Robert Joseph Fisher (born September 24, 1959) is an American prelate of the Roman Catholic Church who has been serving as an auxiliary bishop for the Archdiocese of Detroit since 2016.

Biography

Early life 
Robert Fisher was born in Detroit, Michigan, on September 24, 1959, the oldest of the four children of Robert and Trudy (Torzewski) Fisher.  He attended Epiphany and St. Bede Elementary schools, both in Detroit, then went to the University of Detroit Jesuit High School.  During his summer breaks, Fisher worked at the Catholic Youth Organization (CYO) at their summer camps near Port Sanilac, Michigan.  He graduated from the University of Detroit with a Bachelor of Science degree in management science.

After finishing college, Fisher started working full time for CYO in their camping department.  By 1986, he had decided to enter the priesthood and began his studies at Sacred Heart Major Seminary in Detroit, eventually earning a Master of Divinity degree.

Priesthood 
Fisher was ordained to the priesthood for the Archdiocese of Detroit by Cardinal Adam Maida on June 27, 1992. After his ordination, Fisher was assigned as associate pastor to Our Lady Star of the Sea Parish in Grosse Pointe Woods, Michigan. In 1995, Fisher was appointed as director of priestly vocations for the archdiocese.

In 2000, Fisher was appointed as pastor of St. Angela Parish in Roseville, Michigan.  He was transferred in 2004 to serve as pastor of St. Lawrence Parish in Utica, Michigan, a post he would hold for the next 11 years.  In 2014, Fisher was appointed rector of the National Shrine of the Little Flower Basilica in Royal Oak, Michigan, a position he still holds.  Fisher also served on the Catholic Schools Council and the CYO board of directors.

## [Exercise task 1]
Reproduce the entries word for word, from the very start of the entries through the line containing "[(305, 230)]", leaving out the pictures.

## [Records]
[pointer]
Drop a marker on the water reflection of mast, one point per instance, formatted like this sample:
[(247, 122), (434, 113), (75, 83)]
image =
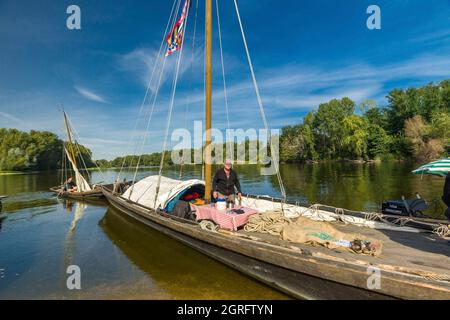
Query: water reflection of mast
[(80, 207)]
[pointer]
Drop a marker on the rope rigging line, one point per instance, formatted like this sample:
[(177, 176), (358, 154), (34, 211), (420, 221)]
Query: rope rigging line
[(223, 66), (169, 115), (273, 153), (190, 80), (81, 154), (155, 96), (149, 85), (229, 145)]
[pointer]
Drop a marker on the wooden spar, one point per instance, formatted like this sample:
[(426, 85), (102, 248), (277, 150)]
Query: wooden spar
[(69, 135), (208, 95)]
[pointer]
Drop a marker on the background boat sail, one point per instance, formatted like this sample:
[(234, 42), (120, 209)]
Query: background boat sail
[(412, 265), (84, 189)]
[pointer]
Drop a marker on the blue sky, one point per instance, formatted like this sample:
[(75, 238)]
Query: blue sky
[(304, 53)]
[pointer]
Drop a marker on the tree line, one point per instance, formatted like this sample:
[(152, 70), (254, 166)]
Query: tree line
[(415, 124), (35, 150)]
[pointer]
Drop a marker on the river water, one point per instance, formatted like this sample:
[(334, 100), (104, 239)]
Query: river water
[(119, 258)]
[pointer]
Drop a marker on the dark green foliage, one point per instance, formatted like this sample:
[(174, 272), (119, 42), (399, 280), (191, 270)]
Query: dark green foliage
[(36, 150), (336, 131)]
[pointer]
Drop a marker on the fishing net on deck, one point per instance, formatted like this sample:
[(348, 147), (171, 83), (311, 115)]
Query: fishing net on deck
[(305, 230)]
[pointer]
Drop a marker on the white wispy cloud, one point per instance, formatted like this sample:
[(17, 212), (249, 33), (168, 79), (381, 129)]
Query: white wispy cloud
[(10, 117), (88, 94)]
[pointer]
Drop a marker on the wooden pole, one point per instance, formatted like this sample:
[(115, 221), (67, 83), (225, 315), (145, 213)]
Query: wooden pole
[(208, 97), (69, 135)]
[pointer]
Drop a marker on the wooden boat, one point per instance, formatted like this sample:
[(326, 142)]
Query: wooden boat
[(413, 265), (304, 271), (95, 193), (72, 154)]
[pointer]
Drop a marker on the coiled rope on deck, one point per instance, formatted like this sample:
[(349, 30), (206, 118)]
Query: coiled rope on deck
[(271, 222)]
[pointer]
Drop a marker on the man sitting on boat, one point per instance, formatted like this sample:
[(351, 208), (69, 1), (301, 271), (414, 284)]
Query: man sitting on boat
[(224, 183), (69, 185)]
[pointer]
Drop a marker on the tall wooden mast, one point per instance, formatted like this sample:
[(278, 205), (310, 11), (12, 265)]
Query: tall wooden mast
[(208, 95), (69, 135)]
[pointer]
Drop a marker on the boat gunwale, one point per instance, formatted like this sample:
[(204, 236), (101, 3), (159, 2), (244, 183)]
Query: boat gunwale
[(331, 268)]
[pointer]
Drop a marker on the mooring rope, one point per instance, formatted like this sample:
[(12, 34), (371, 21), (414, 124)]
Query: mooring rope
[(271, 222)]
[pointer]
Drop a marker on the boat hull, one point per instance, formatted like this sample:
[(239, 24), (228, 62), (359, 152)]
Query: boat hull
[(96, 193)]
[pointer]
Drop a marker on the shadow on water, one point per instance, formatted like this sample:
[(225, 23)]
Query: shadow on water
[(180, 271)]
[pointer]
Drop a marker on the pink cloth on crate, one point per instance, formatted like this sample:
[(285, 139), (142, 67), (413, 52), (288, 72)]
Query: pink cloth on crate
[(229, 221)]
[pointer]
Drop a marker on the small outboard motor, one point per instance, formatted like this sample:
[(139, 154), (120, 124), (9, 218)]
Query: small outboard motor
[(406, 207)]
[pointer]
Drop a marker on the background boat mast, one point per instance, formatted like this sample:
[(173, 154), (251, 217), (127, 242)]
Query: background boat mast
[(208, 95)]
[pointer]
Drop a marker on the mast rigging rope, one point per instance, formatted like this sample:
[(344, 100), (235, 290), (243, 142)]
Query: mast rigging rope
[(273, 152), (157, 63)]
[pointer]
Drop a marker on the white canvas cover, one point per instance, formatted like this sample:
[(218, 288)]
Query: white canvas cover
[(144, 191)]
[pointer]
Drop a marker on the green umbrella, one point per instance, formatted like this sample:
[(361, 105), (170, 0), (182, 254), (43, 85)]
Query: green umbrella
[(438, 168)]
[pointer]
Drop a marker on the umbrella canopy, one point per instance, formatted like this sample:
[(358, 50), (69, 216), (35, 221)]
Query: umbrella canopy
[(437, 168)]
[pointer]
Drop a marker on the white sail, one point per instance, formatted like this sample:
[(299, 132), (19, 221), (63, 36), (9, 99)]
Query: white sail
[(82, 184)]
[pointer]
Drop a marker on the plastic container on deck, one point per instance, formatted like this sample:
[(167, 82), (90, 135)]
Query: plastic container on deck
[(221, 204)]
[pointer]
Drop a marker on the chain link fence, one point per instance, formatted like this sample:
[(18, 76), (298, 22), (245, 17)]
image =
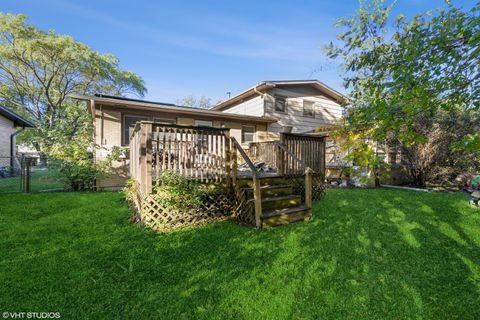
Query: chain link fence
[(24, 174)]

## [Exercise task 2]
Continue the biography of Robert Fisher from the point where it stops.

## [Result 1]
[pointer]
Drop a marker on the water reflection of mast, one point per instance, formatted like this sample:
[(247, 122), (434, 113), (75, 83)]
image =
Query: water reflection of mast
[(80, 207)]
[pointer]
Drop a marker on the rope rigging line, one point per instance, formatted like this sample:
[(177, 176), (358, 154), (34, 211), (420, 221)]
Query: rope rigging line
[(223, 66), (169, 115), (273, 153), (190, 80), (81, 154), (155, 96), (149, 85), (229, 145)]
[pointer]
Drop a marker on the wooden spar, one point per instance, formatted like this sample:
[(426, 85), (102, 248), (277, 150)]
Query: wooden spar
[(69, 135), (208, 95)]
[pointer]
Drop a marker on the background boat sail, one point per instance, formatted like this sample:
[(234, 42), (120, 209)]
Query: background boat sail
[(412, 265), (84, 189)]
[pointer]
Drop a marker on the blue sky, one point per instance, formatted like this sample:
[(75, 238)]
Query: blue sky
[(304, 53)]
[pointer]
Drop a marker on the tree line, one point per instance, formatted like this sample:
[(152, 70), (254, 166)]
Query: tree line
[(415, 124), (35, 150)]
[pointer]
Drop a marker on the river water, one point per instance, formatted like this sample:
[(334, 100), (104, 239)]
Query: river water
[(119, 258)]
[pointer]
Drop a marker on the dark green foliage, one point per instance, formatted like this sample:
[(174, 272), (119, 42), (399, 280), (191, 270)]
Query: dark green foliage
[(36, 150), (336, 131)]
[pointer]
Drop a marker on the fishing net on deck, one point per instance, formatted like this sample:
[(348, 147), (171, 83), (311, 115)]
Query: fishing net on deck
[(305, 230)]

## [Result 2]
Auxiliary Bishop of Detroit
Pope Francis appointed Fisher as an auxiliary bishop for the Archdiocese of Detroit and as titular bishop of Forum Pompilii on November 23, 2016. On January 25, 2017, he was installed and consecrated by Archbishop Allen Vigneron at the Cathedral of the Most Blessed Sacrament in Detroit.  Fisher chose as his episcopal motto Per Caritatem Servite Invicem, meaning "Out of love, place yourselves at one another’s service", from Galatians 5:13.

Fisher currently serves as episcopal vicar and regional moderator for the Northeast Region of the archdiocese.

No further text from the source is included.